## START Extracted information
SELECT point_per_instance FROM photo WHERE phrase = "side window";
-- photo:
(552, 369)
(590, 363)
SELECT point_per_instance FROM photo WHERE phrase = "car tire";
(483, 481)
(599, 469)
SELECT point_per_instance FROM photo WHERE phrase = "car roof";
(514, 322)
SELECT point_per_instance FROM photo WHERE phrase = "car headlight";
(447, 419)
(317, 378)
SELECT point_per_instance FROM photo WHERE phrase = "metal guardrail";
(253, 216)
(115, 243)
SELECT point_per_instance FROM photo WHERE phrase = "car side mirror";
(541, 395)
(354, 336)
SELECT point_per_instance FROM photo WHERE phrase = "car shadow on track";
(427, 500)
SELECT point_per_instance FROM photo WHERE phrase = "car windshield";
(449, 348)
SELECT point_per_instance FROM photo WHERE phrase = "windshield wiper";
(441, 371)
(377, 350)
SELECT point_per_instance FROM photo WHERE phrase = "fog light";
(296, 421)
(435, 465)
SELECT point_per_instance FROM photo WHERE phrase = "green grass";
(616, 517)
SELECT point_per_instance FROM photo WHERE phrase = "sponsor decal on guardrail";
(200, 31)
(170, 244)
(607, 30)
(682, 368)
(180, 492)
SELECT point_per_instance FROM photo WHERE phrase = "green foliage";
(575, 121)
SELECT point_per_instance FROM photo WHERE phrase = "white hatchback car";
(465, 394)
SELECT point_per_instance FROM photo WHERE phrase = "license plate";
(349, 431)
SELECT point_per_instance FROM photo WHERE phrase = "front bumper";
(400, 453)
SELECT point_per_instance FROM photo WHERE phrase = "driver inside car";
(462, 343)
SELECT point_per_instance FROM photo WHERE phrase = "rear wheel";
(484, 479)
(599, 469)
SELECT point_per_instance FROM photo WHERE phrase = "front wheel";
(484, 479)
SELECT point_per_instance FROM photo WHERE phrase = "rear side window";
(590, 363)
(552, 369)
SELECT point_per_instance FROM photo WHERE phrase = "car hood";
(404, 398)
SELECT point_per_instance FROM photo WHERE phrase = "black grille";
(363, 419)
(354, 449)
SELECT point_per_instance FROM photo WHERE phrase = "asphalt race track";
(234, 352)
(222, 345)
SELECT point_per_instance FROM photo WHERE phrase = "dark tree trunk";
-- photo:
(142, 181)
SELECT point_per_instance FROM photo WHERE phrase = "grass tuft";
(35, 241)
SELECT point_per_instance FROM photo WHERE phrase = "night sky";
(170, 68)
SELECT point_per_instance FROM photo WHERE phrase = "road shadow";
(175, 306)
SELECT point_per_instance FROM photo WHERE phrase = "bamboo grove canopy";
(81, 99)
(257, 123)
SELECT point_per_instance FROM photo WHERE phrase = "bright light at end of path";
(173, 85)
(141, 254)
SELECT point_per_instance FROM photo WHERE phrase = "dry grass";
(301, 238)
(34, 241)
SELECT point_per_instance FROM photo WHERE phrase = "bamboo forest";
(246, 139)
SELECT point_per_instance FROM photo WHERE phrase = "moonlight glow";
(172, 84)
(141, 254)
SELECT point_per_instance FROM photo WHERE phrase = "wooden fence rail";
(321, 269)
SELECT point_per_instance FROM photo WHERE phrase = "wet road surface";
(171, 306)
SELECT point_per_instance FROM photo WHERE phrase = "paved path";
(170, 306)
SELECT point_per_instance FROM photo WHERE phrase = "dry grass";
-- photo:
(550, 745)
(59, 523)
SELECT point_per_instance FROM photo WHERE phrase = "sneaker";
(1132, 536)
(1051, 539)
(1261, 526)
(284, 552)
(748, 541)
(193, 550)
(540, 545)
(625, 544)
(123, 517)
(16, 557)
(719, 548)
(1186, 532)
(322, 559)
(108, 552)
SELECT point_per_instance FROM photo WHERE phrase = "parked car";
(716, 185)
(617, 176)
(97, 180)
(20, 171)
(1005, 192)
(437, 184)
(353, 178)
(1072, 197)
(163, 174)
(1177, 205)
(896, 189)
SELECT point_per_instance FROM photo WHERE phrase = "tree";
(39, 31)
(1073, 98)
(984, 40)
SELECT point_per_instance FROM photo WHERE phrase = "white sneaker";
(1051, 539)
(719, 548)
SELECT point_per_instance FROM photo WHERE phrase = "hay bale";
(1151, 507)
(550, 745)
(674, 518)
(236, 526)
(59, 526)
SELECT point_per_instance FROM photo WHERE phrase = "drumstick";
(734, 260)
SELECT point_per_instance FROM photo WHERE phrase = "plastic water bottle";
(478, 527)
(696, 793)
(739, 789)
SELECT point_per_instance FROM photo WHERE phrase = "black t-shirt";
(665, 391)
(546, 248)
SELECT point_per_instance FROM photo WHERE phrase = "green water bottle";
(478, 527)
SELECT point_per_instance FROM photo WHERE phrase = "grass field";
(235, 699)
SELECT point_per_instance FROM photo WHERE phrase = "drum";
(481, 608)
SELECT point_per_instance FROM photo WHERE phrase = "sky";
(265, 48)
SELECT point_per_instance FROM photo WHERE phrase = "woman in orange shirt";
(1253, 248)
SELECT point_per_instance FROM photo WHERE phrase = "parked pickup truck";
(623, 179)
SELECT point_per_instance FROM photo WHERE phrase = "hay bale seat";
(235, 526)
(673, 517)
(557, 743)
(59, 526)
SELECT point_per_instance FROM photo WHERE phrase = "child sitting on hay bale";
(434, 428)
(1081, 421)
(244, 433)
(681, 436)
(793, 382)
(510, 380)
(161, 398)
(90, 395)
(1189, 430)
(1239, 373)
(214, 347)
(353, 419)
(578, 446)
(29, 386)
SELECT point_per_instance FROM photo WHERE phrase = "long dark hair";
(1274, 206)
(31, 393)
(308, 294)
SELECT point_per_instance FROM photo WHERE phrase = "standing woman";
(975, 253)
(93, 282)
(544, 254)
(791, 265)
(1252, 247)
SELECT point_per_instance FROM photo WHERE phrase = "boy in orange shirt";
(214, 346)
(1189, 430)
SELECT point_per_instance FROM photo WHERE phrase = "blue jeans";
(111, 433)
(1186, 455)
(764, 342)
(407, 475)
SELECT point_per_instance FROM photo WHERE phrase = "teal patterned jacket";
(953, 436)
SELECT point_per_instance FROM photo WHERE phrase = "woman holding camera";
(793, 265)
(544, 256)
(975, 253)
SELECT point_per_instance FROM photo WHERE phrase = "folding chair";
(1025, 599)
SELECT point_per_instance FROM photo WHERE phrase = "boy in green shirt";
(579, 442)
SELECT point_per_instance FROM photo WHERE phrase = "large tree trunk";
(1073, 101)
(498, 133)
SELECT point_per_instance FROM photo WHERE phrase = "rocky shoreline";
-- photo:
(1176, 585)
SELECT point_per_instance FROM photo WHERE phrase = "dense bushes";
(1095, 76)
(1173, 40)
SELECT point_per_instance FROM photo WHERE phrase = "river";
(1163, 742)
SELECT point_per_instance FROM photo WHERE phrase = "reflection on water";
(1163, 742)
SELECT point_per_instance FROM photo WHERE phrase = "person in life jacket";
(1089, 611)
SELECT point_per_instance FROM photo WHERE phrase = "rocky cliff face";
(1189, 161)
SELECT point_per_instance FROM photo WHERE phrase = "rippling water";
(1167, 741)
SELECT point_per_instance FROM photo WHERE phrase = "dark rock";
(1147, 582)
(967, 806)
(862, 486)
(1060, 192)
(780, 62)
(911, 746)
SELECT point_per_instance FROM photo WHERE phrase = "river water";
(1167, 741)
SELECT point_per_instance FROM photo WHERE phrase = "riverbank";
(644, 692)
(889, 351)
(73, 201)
## END Extracted information
Exercise requirements. Using the data above, output each line exactly.

Response to this exercise.
SELECT point_per_instance FROM photo WHERE phrase = "side window";
-- photo:
(552, 369)
(590, 363)
SELECT point_per_instance FROM photo WHERE phrase = "car tire";
(483, 481)
(599, 469)
SELECT point_per_instance FROM photo WHERE phrase = "car roof";
(514, 322)
SELECT point_per_instance FROM photo WHERE phrase = "car headlight";
(447, 419)
(317, 378)
SELECT point_per_instance FROM photo WHERE phrase = "metal guardrail";
(253, 216)
(115, 243)
SELECT point_per_instance FROM photo WHERE phrase = "car side mirror";
(541, 395)
(354, 336)
SELECT point_per_instance FROM photo WHERE phrase = "car shadow on track";
(427, 500)
SELECT point_per_instance FROM photo WHERE phrase = "car windshield";
(449, 348)
SELECT point_per_instance FROM photo WHERE phrase = "windshield wiper";
(441, 371)
(377, 350)
SELECT point_per_instance FROM photo WHERE phrase = "fog light";
(296, 421)
(435, 465)
SELECT point_per_instance FROM photo WHERE phrase = "green grass";
(616, 517)
SELECT point_per_instance FROM photo WHERE phrase = "sponsor decal on guardrail";
(200, 31)
(170, 244)
(607, 30)
(682, 368)
(180, 492)
SELECT point_per_instance FROM photo WHERE phrase = "green foliage";
(575, 121)
SELECT point_per_instance FROM photo WHERE phrase = "white hatchback car";
(465, 394)
SELECT point_per_instance FROM photo WHERE phrase = "license plate";
(349, 431)
SELECT point_per_instance FROM photo WHERE phrase = "front bumper";
(400, 453)
SELECT point_per_instance FROM photo WHERE phrase = "driver inside car";
(462, 343)
SELECT point_per_instance FROM photo WHERE phrase = "rear wheel";
(484, 479)
(599, 469)
SELECT point_per_instance FROM photo WHERE phrase = "front wheel";
(484, 479)
SELECT point_per_instance FROM photo WHERE phrase = "rear side window";
(590, 363)
(552, 369)
SELECT point_per_instance FROM photo WHERE phrase = "car hood";
(404, 398)
SELECT point_per_instance FROM photo WHERE phrase = "black grille";
(363, 419)
(354, 449)
SELECT point_per_instance FROM photo WHERE phrase = "asphalt race track";
(234, 352)
(222, 345)
SELECT point_per_instance FROM photo WHERE phrase = "dark tree trunk";
-- photo:
(142, 181)
SELECT point_per_instance FROM photo WHERE phrase = "grass tuft";
(35, 241)
SELECT point_per_instance FROM photo WHERE phrase = "night sky";
(170, 68)
SELECT point_per_instance FROM photo WHERE phrase = "road shadow";
(175, 306)
SELECT point_per_instance FROM photo WHERE phrase = "bamboo grove canopy";
(81, 99)
(257, 123)
SELECT point_per_instance FROM photo WHERE phrase = "bright light at end of path";
(173, 85)
(141, 254)
SELECT point_per_instance FROM photo WHERE phrase = "dry grass";
(301, 238)
(34, 241)
SELECT point_per_instance FROM photo WHERE phrase = "bamboo forest";
(246, 139)
SELECT point_per_instance FROM photo WHERE phrase = "moonlight glow";
(172, 84)
(141, 254)
SELECT point_per_instance FROM photo WHERE phrase = "wooden fence rail";
(321, 269)
SELECT point_per_instance FROM photo WHERE phrase = "wet road surface";
(171, 306)
SELECT point_per_instance FROM photo WHERE phrase = "paved path";
(170, 306)
SELECT point_per_instance FROM photo WHERE phrase = "dry grass";
-- photo:
(550, 745)
(59, 523)
SELECT point_per_instance FROM photo WHERE phrase = "sneaker";
(1132, 536)
(1051, 539)
(1261, 526)
(284, 552)
(748, 541)
(193, 550)
(540, 545)
(625, 544)
(123, 517)
(16, 557)
(719, 548)
(1186, 532)
(322, 559)
(108, 552)
SELECT point_per_instance FROM photo WHERE phrase = "parked car";
(716, 185)
(617, 176)
(97, 180)
(20, 171)
(1005, 192)
(437, 184)
(353, 178)
(1072, 197)
(163, 174)
(1177, 205)
(896, 189)
SELECT point_per_instance FROM photo WHERE phrase = "tree";
(39, 31)
(1073, 98)
(984, 40)
SELECT point_per_instance FROM photo WHERE phrase = "white sneaker";
(1051, 539)
(719, 548)
SELECT point_per_instance FROM photo WHERE phrase = "hay bale";
(1151, 507)
(550, 745)
(674, 518)
(236, 526)
(59, 526)
SELECT point_per_instance FROM photo WHERE phrase = "drumstick";
(734, 260)
SELECT point_per_instance FROM photo WHERE phrase = "plastic water bottle";
(478, 527)
(696, 793)
(739, 789)
SELECT point_per_instance FROM photo WHERE phrase = "black t-shirt";
(665, 391)
(546, 248)
SELECT point_per_instance FROM photo WHERE phrase = "green water bottle";
(478, 527)
SELECT point_per_instance FROM photo WHERE phrase = "grass field";
(235, 699)
SELECT point_per_instance FROM photo WHERE phrase = "drum";
(481, 608)
SELECT point_per_instance FROM photo WHERE phrase = "sky";
(265, 48)
SELECT point_per_instance FROM photo WHERE phrase = "woman in orange shirt";
(1253, 248)
SELECT point_per_instance FROM photo WHERE phrase = "parked pickup truck";
(623, 179)
SELECT point_per_instance FROM photo WHERE phrase = "hay bale seat";
(235, 526)
(673, 517)
(557, 743)
(59, 526)
SELECT point_per_instance FROM photo WHERE phrase = "child sitting on hay bale";
(434, 428)
(1081, 421)
(244, 433)
(681, 436)
(793, 382)
(510, 380)
(161, 398)
(90, 395)
(1189, 430)
(1239, 373)
(214, 347)
(353, 419)
(578, 446)
(29, 386)
SELECT point_per_instance FROM photo WHERE phrase = "long dark hair";
(1274, 206)
(31, 393)
(308, 294)
SELECT point_per_instance FROM photo WHERE phrase = "standing woman";
(975, 253)
(93, 282)
(544, 254)
(791, 265)
(1252, 247)
SELECT point_per_instance FROM photo WHERE phrase = "boy in orange shirt";
(214, 346)
(1189, 430)
SELECT point_per_instance FROM photo WHERE phrase = "blue jeans";
(111, 433)
(1186, 455)
(764, 342)
(407, 475)
SELECT point_per_instance FROM photo WHERE phrase = "teal patterned jacket";
(953, 436)
SELECT point_per_instance FROM photo WHERE phrase = "woman holding camera";
(793, 265)
(544, 256)
(975, 253)
SELECT point_per_instance FROM photo WHERE phrase = "folding chair";
(1025, 599)
SELECT point_per_instance FROM photo WHERE phrase = "boy in green shirt";
(579, 442)
SELECT point_per_instance FROM photo WHERE phrase = "large tree trunk";
(1073, 101)
(498, 133)
SELECT point_per_instance FROM photo WHERE phrase = "rocky shoreline";
-- photo:
(1176, 585)
SELECT point_per_instance FROM photo WHERE phrase = "dense bushes";
(1095, 76)
(1173, 40)
SELECT point_per_instance FROM photo WHERE phrase = "river";
(1163, 742)
SELECT point_per_instance FROM photo WHERE phrase = "reflection on water";
(1163, 742)
SELECT point_per_instance FROM photo WHERE phrase = "person in life jacket";
(1089, 611)
SELECT point_per_instance FROM photo WHERE phrase = "rocky cliff face";
(1189, 161)
SELECT point_per_instance FROM photo WHERE phrase = "rippling water";
(1167, 741)
SELECT point_per_instance FROM photo WHERE phrase = "dark rock";
(1147, 582)
(967, 806)
(862, 486)
(1060, 192)
(780, 62)
(911, 746)
SELECT point_per_instance FROM photo WHERE phrase = "river water";
(1167, 741)
SELECT point_per_instance FROM photo WHERE phrase = "riverbank";
(644, 692)
(889, 351)
(73, 201)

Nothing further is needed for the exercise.